**WHAT YOU SHOULD DO:** Output verbatim the stretch of entries from the line containing "242, row 403." through the line containing "column 95, row 413", including both of those lines and nothing else.

----------------------------------------

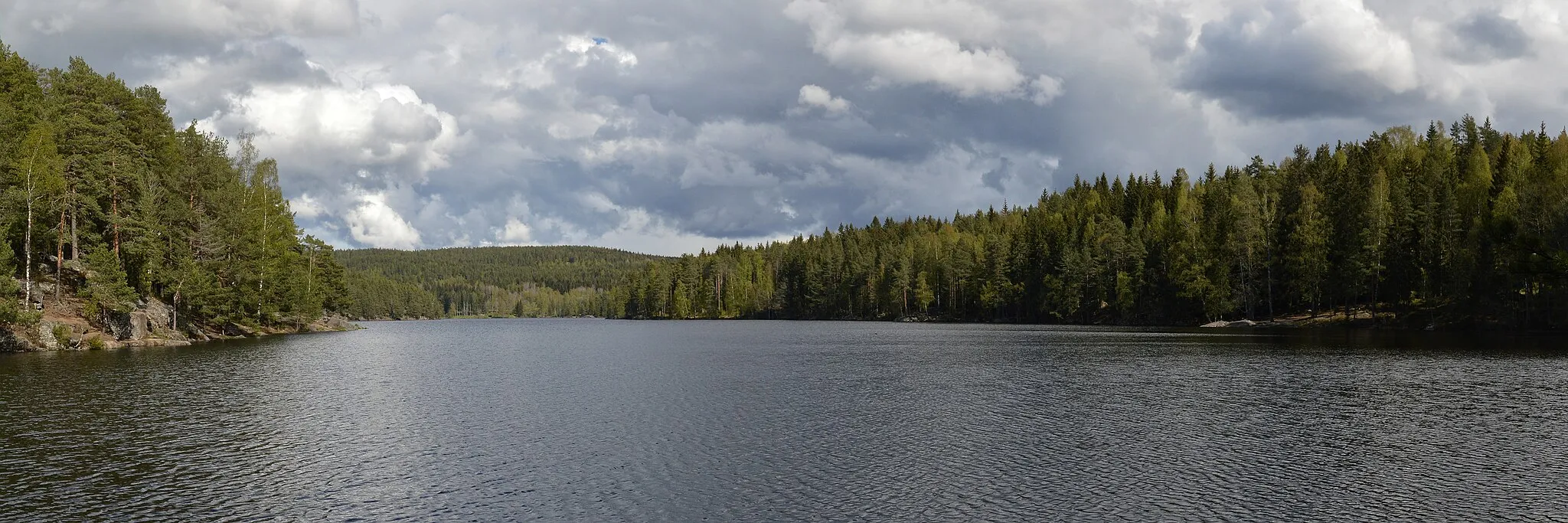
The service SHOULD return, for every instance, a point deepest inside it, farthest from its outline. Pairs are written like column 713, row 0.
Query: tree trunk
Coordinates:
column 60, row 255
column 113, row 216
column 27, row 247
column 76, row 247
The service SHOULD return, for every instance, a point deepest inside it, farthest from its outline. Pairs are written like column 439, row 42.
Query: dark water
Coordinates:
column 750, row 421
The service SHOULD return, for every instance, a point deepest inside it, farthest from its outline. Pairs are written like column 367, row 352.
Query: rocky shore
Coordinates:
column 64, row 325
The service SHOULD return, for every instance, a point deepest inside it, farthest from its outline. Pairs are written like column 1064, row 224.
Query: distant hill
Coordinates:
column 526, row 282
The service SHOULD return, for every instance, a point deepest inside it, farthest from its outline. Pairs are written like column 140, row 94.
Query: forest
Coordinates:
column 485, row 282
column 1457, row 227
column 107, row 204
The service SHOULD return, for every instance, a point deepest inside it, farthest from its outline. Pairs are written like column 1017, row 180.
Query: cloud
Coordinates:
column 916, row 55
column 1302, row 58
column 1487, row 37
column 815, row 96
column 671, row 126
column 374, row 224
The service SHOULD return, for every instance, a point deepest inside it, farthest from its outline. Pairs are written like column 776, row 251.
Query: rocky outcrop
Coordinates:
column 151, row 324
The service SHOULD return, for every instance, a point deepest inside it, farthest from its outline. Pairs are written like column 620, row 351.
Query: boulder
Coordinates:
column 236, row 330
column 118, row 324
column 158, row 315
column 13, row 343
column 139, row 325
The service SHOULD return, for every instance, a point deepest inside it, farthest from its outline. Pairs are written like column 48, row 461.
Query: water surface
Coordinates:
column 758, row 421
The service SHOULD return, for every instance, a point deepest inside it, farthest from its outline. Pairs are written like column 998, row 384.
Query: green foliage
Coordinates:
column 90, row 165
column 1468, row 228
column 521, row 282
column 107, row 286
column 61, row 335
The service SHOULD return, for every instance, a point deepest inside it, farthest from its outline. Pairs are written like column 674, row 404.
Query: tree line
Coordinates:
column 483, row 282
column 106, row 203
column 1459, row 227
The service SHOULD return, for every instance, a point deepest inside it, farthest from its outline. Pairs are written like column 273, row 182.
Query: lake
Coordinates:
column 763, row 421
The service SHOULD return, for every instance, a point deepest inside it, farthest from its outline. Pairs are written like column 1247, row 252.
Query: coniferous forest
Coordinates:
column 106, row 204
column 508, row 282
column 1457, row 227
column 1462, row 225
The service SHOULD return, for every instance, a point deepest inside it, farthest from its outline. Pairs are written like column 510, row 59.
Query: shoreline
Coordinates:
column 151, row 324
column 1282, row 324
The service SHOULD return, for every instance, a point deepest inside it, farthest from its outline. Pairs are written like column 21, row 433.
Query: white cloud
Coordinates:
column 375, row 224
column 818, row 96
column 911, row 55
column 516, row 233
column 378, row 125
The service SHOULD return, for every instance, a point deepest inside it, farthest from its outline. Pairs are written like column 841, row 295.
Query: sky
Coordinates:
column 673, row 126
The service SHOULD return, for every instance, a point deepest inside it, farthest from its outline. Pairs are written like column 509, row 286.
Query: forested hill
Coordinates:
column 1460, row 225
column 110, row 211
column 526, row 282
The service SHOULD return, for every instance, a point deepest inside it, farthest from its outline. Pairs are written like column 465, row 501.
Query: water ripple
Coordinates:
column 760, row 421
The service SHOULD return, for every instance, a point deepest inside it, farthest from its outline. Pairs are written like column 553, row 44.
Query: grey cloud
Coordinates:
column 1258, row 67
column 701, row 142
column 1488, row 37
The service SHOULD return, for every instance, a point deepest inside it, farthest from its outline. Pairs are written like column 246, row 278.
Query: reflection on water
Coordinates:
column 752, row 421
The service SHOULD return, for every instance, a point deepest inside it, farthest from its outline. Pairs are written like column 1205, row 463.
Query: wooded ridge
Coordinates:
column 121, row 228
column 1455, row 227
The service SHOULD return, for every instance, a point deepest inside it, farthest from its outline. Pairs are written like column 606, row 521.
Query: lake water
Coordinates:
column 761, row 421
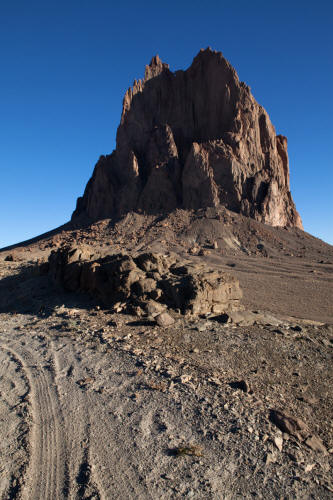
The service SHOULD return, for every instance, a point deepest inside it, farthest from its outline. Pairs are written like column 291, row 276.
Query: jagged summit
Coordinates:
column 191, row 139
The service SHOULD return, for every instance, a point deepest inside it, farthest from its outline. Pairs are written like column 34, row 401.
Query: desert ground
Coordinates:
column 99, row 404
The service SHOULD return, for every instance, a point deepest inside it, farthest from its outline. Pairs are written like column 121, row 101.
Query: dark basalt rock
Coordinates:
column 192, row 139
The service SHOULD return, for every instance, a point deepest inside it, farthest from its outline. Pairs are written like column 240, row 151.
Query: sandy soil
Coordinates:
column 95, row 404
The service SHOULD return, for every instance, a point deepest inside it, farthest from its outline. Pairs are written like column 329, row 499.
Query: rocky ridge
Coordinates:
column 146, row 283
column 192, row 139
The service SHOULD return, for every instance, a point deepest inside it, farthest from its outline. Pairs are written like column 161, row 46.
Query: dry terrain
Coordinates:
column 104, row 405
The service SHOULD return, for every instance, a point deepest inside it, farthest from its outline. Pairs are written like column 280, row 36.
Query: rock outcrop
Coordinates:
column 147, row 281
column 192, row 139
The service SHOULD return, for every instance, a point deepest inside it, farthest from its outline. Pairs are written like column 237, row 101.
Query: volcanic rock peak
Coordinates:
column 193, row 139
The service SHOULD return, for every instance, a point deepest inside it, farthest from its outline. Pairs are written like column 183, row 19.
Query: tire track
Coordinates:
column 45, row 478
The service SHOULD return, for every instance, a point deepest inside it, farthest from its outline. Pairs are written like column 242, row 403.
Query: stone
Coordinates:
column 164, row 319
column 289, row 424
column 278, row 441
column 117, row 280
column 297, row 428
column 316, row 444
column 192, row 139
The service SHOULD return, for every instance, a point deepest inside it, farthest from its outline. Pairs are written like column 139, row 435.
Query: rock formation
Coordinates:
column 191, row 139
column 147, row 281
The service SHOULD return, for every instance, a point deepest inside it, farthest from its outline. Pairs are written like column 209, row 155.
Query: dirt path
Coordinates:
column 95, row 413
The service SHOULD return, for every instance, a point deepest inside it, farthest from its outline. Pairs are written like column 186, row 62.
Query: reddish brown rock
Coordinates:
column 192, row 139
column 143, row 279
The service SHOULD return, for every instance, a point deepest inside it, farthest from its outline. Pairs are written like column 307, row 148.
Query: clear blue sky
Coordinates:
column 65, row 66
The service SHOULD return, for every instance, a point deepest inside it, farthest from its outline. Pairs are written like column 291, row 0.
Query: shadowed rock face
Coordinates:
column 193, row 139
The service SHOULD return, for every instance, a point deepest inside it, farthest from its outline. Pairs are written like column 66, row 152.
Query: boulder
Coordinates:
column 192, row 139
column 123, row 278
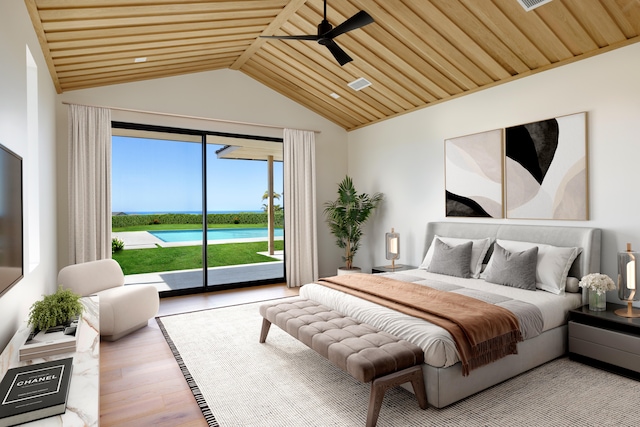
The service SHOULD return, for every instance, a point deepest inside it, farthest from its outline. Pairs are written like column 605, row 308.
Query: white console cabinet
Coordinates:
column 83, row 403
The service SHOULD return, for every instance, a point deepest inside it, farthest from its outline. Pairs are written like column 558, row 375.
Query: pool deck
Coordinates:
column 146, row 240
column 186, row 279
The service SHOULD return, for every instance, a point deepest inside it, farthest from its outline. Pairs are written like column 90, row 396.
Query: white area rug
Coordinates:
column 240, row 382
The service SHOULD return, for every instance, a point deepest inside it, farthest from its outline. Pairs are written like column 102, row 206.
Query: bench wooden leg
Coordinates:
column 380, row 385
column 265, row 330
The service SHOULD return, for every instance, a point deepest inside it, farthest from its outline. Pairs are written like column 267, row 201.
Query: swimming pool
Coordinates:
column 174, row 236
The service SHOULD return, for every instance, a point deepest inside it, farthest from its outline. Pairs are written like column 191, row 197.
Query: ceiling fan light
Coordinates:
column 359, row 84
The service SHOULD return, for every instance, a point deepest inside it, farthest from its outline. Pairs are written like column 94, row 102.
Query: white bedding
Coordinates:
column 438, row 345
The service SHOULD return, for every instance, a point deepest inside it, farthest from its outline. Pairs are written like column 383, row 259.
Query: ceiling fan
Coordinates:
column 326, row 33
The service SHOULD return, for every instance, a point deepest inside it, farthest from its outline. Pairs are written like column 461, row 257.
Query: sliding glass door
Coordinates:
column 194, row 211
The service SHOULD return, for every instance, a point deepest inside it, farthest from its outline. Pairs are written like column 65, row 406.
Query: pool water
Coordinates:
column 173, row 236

----------------------------------------

**RESULT FOR THIS EXERCISE:**
The service SHOULD return, for every instance, a point deepest inside it, farthest from its outline. Pairs are written like column 242, row 403.
Query: stone
Coordinates:
column 164, row 319
column 289, row 424
column 278, row 441
column 117, row 280
column 297, row 428
column 316, row 444
column 192, row 139
The service SHOULD return, for every instance, a point deepest inside it, farthest from its outline. Pairs are written like column 139, row 435.
Query: rock formation
Coordinates:
column 191, row 139
column 147, row 281
The service SHOULD return, for every instance, a point deepest inside it, farthest from its outline. Pairs are written like column 209, row 155.
Query: dirt path
Coordinates:
column 95, row 413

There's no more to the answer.